• Required action
Copy down the article on LLM reasoning word for word, from "The survey categorizes" up to and including "prompting, few-shot learning).".
------ Given text ------
Exploring Frontiers in LLM Reasoning: Inference Scaling, Learning to Reason, and Agentic Systems

Models & Research

The Engineer

2 Sept 2025 · 3 min read

This survey uncovers how leading AI researchers are pushing boundaries in LLM reasoning through innovative approaches like inference scaling and specialized training methods, moving beyond basic conversational capabilities.

In the rapidly evolving landscape of large language models (LLMs), reasoning has become a critical capability that sets advanced AI systems apart from conventional chatbots. A recent survey by researchers from Salesforce AI Research, Nanyang Technological University, I2R, A*STAR, Singapore, National University of Singapore, and The Hong Kong University of Science and Technology (Guangzhou) delves into the latest advancements in LLM reasoning. This article summarizes their findings, focusing on two key dimensions: regimes and architectures.

Regimes: Inference Time vs. Dedicated Training

The survey categorizes methods based on when reasoning is achieved-either at inference time or through dedicated training.

Inference-Time Reasoning: Techniques that enhance reasoning capabilities during the model's inference phase. This includes:
- Input Level: Constructing high-quality prompts to guide the LLM (e.g., chain-of-thought prompting, few-shot learning).
- Output Level: Refining multiple sampled candidates to improve reasoning quality (e.g., majority voting, reranking).
Dedicated Training Reasoning: Methods that involve training the model specifically for reasoning tasks.
- Input Level: Pre-training with specialized datasets or techniques (e.g., self-supervised learning, data augmentation).
- Output Level: Post-processing to refine and validate the model's outputs (e.g., reinforcement learning, supervised fine-tuning).

Architectures: Standalone LLMs vs. Agentic Systems

The architecture dimension differentiates between standalone LLMs and agentic compound systems that incorporate external tools or multi-agent collaborations.

Standalone LLMs: Single models that perform reasoning tasks independently.
- Input Level: Techniques like chain-of-thought prompting to guide the model.
- Output Level: Methods such as majority voting to enhance output quality.
Agentic Systems: Compound systems that integrate external tools or multiple agents.
- Generator-Evaluator Pattern: One agent generates hypotheses, and another evaluates them.
- LLM Debate: Multiple LLMs engage in a debate to reach a consensus.
------ Data excerpts ------
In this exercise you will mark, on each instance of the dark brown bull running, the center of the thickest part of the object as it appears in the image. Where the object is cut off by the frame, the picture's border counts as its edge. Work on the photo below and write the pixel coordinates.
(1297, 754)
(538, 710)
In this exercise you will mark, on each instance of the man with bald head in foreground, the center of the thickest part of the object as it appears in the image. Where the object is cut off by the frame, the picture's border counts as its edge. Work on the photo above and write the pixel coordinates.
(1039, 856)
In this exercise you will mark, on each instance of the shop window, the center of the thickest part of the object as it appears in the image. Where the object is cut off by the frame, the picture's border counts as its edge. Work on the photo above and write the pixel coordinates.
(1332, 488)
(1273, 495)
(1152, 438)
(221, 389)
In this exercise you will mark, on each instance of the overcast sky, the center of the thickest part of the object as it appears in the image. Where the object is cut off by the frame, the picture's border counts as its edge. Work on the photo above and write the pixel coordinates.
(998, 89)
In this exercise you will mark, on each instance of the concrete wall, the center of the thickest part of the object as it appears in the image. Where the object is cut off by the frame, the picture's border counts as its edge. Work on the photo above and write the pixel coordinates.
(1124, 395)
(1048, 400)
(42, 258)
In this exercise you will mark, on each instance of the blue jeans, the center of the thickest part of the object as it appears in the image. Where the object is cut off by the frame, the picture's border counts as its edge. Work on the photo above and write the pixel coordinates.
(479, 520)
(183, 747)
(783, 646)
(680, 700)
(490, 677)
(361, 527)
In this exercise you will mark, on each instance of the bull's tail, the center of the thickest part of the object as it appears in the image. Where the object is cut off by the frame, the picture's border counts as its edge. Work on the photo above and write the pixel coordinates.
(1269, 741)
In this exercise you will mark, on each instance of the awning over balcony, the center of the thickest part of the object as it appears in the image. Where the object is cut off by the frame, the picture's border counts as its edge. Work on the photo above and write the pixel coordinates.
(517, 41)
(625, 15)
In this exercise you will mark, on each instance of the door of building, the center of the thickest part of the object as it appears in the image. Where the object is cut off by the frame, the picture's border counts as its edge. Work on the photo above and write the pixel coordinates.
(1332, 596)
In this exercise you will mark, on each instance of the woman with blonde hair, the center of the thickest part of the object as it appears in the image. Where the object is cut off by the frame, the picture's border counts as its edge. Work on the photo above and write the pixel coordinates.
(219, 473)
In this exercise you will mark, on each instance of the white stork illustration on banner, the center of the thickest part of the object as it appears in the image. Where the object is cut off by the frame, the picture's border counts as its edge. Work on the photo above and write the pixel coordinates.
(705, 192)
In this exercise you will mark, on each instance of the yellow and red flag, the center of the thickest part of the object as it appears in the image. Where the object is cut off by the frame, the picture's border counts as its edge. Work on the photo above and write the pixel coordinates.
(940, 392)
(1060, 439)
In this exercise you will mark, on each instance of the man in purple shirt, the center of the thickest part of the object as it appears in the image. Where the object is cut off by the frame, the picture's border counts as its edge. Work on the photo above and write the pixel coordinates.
------
------ Data excerpts ------
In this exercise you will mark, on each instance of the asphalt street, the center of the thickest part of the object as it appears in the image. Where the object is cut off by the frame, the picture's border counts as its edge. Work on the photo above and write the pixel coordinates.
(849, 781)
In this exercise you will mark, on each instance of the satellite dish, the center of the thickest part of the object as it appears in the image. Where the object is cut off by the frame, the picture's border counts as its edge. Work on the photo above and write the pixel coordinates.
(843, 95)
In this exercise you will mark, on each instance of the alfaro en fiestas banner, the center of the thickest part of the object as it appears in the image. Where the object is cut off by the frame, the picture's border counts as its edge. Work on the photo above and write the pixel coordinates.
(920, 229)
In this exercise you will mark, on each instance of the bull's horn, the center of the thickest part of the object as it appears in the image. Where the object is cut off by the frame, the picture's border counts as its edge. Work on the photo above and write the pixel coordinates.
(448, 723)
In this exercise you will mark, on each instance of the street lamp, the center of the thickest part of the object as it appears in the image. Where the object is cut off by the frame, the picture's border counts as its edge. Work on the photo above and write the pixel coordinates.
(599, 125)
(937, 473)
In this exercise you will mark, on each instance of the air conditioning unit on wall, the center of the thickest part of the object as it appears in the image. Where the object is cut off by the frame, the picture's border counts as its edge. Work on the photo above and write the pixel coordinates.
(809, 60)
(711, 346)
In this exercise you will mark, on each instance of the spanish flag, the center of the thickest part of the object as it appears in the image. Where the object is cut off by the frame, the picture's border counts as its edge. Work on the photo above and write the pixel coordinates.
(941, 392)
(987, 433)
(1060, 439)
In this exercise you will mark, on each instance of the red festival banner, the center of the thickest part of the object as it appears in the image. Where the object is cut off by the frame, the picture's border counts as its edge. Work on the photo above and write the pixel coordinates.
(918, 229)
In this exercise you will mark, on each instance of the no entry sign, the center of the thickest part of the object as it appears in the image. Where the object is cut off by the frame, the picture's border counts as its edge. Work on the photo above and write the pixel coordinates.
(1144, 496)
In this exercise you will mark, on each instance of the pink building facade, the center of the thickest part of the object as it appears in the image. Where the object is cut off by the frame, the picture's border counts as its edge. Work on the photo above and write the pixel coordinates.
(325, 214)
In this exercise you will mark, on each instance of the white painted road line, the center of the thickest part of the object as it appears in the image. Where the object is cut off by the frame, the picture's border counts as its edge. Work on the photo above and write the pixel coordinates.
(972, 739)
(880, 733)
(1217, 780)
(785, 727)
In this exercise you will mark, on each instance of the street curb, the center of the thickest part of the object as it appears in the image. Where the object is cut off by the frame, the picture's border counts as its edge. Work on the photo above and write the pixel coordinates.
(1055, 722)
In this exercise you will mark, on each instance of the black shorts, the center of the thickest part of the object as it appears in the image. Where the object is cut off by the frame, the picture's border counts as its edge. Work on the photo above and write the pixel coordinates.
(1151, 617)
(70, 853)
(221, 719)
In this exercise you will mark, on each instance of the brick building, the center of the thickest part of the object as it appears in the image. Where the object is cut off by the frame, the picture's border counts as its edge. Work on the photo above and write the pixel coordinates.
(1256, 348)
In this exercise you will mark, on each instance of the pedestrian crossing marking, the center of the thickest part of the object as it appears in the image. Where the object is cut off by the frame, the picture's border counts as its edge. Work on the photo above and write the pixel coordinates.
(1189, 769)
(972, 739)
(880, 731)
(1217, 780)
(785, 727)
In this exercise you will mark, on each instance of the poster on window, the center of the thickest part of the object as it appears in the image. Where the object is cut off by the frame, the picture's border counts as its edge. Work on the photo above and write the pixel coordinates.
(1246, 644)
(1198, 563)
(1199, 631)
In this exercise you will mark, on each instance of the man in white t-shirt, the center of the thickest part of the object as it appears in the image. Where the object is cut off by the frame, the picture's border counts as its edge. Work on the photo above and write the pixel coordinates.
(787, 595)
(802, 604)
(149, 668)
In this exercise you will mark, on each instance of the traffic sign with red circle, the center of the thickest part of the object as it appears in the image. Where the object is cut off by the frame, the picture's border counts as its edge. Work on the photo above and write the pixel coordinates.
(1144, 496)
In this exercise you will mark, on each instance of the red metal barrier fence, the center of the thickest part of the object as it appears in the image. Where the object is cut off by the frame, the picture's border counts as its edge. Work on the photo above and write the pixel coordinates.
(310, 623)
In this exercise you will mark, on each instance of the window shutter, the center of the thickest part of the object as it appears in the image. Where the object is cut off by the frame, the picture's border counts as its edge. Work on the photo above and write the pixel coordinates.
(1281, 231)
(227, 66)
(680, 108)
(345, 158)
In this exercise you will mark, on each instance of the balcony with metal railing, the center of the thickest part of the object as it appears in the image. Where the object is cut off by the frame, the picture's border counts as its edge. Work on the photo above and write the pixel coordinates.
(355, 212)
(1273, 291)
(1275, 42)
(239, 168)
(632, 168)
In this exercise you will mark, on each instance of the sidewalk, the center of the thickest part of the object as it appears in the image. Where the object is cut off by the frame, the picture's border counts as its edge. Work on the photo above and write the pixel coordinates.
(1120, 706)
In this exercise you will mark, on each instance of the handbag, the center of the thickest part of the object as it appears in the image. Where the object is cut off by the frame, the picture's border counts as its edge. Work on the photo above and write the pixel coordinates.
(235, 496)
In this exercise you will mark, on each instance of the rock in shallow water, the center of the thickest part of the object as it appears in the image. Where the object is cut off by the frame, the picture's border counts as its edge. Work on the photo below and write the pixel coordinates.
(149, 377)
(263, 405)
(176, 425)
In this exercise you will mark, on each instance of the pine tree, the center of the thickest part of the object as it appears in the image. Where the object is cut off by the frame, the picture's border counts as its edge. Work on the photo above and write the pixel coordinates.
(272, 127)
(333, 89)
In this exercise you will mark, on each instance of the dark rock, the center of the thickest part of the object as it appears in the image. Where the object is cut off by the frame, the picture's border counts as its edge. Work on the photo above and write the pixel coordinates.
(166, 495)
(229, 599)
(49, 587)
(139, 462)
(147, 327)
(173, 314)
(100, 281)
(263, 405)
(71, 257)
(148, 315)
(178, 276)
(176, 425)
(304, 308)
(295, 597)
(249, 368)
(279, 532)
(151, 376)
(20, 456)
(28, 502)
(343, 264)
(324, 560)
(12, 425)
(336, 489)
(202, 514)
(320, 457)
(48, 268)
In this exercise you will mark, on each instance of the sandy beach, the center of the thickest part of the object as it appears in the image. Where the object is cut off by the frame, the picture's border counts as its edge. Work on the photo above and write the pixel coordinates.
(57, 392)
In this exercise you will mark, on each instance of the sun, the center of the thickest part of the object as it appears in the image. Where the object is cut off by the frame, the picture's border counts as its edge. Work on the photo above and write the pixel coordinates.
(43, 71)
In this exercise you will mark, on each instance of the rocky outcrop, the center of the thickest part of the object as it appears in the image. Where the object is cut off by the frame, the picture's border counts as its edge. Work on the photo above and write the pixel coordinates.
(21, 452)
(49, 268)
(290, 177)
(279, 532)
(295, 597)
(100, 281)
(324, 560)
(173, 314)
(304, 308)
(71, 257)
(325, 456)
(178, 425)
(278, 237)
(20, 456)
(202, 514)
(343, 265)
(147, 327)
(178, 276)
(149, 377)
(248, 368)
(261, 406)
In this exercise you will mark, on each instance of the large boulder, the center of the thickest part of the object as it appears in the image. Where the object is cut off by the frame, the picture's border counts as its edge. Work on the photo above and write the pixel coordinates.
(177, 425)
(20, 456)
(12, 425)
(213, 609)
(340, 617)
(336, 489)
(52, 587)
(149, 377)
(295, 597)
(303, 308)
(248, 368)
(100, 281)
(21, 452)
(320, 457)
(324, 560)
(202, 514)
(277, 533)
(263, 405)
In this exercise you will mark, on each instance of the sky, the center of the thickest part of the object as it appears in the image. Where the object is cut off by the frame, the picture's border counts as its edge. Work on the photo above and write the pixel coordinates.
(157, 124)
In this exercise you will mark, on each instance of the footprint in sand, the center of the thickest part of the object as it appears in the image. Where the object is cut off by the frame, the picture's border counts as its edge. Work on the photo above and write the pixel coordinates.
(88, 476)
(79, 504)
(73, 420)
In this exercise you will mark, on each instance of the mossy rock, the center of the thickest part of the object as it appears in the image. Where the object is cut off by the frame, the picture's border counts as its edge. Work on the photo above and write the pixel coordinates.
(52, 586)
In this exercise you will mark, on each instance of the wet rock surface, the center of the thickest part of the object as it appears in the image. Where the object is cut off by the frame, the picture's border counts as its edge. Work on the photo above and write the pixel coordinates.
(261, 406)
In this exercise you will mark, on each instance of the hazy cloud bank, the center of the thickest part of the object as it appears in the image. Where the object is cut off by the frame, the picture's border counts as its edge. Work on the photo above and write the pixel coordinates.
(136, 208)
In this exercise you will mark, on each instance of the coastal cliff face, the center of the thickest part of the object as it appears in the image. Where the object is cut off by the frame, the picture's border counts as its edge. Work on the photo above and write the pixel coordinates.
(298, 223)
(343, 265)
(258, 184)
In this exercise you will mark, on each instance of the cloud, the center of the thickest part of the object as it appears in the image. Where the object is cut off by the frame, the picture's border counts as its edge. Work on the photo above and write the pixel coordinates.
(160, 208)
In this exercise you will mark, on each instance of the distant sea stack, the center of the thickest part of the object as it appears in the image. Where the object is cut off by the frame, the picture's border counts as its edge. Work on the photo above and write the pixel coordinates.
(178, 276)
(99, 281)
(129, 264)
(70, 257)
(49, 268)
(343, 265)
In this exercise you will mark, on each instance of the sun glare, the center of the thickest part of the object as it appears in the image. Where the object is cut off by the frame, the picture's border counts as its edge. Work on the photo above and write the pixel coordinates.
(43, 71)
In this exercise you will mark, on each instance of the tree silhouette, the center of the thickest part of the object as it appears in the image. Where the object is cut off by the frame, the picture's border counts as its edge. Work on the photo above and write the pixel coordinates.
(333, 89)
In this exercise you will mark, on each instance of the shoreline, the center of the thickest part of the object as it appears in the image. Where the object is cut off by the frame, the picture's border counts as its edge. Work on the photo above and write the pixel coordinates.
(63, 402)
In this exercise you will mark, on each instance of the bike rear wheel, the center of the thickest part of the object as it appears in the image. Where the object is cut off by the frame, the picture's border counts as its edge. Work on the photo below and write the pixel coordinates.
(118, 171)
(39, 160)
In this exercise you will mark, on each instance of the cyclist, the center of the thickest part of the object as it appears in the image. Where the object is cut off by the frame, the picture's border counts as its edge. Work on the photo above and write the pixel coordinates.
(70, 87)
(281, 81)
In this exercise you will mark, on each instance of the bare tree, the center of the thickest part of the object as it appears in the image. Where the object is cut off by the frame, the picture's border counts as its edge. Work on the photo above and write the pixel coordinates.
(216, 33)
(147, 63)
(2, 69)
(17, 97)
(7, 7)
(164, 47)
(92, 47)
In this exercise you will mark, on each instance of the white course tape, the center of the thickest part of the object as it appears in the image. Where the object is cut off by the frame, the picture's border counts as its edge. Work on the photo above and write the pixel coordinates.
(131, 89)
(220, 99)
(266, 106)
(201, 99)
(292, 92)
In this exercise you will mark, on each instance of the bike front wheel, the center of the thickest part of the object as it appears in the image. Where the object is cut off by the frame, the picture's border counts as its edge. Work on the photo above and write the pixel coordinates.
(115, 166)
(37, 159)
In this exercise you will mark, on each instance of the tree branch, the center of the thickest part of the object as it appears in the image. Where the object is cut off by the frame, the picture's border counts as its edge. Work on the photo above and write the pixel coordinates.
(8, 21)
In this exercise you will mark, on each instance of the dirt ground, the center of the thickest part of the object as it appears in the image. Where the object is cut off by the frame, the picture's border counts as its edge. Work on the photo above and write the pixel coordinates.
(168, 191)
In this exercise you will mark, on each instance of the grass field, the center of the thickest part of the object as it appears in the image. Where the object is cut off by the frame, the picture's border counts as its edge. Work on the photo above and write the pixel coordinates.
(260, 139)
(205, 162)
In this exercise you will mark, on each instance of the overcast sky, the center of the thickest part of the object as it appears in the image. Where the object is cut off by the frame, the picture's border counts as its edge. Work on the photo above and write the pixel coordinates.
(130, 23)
------
------ Data excerpts ------
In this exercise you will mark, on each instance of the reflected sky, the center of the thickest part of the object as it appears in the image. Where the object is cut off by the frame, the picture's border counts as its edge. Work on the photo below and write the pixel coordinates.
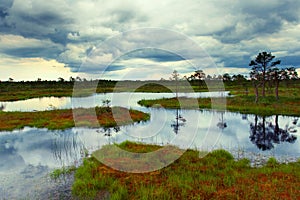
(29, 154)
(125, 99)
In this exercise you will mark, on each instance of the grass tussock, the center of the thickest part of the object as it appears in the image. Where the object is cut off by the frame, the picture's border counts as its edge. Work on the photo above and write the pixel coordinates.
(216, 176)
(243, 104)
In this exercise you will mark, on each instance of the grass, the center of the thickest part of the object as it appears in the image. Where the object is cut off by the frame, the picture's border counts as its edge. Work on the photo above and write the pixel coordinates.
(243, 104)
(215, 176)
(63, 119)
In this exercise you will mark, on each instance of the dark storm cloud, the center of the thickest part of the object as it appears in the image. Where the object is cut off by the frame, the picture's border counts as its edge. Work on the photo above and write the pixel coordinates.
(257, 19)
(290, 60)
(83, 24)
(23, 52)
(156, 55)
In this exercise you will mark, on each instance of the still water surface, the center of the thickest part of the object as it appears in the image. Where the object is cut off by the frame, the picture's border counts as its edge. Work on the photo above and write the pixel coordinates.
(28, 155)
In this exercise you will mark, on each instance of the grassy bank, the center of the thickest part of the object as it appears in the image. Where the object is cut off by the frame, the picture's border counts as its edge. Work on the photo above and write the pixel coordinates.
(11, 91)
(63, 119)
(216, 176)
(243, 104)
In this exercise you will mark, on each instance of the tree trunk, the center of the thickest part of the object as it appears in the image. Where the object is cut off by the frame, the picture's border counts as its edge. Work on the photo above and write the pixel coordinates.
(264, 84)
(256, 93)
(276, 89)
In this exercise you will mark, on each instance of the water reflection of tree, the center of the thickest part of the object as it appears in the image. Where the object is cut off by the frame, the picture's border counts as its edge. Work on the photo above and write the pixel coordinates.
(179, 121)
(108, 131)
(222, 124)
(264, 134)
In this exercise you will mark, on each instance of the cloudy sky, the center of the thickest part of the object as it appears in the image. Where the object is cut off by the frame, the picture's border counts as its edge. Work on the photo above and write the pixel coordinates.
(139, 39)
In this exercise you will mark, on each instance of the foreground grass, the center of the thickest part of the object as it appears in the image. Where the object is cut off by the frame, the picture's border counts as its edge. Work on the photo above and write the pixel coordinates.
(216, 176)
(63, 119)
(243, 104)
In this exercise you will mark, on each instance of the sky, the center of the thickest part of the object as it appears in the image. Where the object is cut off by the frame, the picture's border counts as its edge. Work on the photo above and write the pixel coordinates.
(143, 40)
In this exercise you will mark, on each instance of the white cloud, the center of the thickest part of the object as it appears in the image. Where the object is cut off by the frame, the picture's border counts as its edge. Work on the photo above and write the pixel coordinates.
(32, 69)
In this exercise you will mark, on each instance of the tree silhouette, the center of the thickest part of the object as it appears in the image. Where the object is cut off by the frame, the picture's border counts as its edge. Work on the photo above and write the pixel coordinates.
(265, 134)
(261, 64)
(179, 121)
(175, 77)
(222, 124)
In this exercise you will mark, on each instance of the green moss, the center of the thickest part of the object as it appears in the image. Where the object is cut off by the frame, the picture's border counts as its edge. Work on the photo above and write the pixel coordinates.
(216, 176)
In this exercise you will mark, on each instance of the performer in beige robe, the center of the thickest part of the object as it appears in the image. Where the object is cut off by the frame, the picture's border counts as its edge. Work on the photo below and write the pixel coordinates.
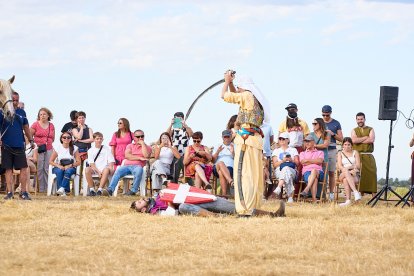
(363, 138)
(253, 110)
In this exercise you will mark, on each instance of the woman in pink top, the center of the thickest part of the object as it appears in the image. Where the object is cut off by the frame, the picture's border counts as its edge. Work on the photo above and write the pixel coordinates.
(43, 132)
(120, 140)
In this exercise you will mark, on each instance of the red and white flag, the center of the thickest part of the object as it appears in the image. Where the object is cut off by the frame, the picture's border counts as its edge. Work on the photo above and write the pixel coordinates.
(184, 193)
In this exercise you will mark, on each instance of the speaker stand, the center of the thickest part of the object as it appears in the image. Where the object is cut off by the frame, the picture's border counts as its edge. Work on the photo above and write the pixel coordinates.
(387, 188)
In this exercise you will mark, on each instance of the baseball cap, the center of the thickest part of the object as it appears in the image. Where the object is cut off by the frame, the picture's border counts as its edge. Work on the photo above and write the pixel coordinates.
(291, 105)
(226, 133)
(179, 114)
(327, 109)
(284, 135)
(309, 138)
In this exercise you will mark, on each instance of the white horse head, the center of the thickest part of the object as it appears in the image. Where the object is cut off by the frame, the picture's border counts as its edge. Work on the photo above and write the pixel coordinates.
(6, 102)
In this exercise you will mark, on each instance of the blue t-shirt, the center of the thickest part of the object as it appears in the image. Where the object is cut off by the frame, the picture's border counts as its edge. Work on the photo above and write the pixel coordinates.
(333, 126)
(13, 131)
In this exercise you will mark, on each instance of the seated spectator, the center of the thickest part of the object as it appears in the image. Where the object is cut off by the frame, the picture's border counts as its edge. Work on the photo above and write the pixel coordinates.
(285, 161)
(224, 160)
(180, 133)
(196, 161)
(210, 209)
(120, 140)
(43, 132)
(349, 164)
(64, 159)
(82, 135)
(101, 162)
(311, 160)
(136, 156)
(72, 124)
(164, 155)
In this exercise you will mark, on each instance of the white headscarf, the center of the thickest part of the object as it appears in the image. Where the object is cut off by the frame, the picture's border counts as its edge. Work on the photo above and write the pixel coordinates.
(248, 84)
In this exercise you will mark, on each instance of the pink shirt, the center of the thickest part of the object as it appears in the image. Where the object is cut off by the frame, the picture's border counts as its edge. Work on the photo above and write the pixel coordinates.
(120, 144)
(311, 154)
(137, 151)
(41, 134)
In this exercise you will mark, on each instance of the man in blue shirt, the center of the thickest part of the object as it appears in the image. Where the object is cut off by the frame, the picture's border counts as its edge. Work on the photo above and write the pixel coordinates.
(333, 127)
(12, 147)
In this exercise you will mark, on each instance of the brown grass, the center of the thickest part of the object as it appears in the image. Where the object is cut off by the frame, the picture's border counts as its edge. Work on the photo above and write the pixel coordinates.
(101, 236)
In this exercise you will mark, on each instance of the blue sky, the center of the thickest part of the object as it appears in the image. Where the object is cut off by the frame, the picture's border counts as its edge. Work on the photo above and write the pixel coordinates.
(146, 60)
------
• Result of the exercise
The survey categorizes methods based on when reasoning is achieved-either at inference time or through dedicated training.

Inference-Time Reasoning: Techniques that enhance reasoning capabilities during the model's inference phase. This includes:
- Input Level: Constructing high-quality prompts to guide the LLM (e.g., chain-of-thought prompting, few-shot learning).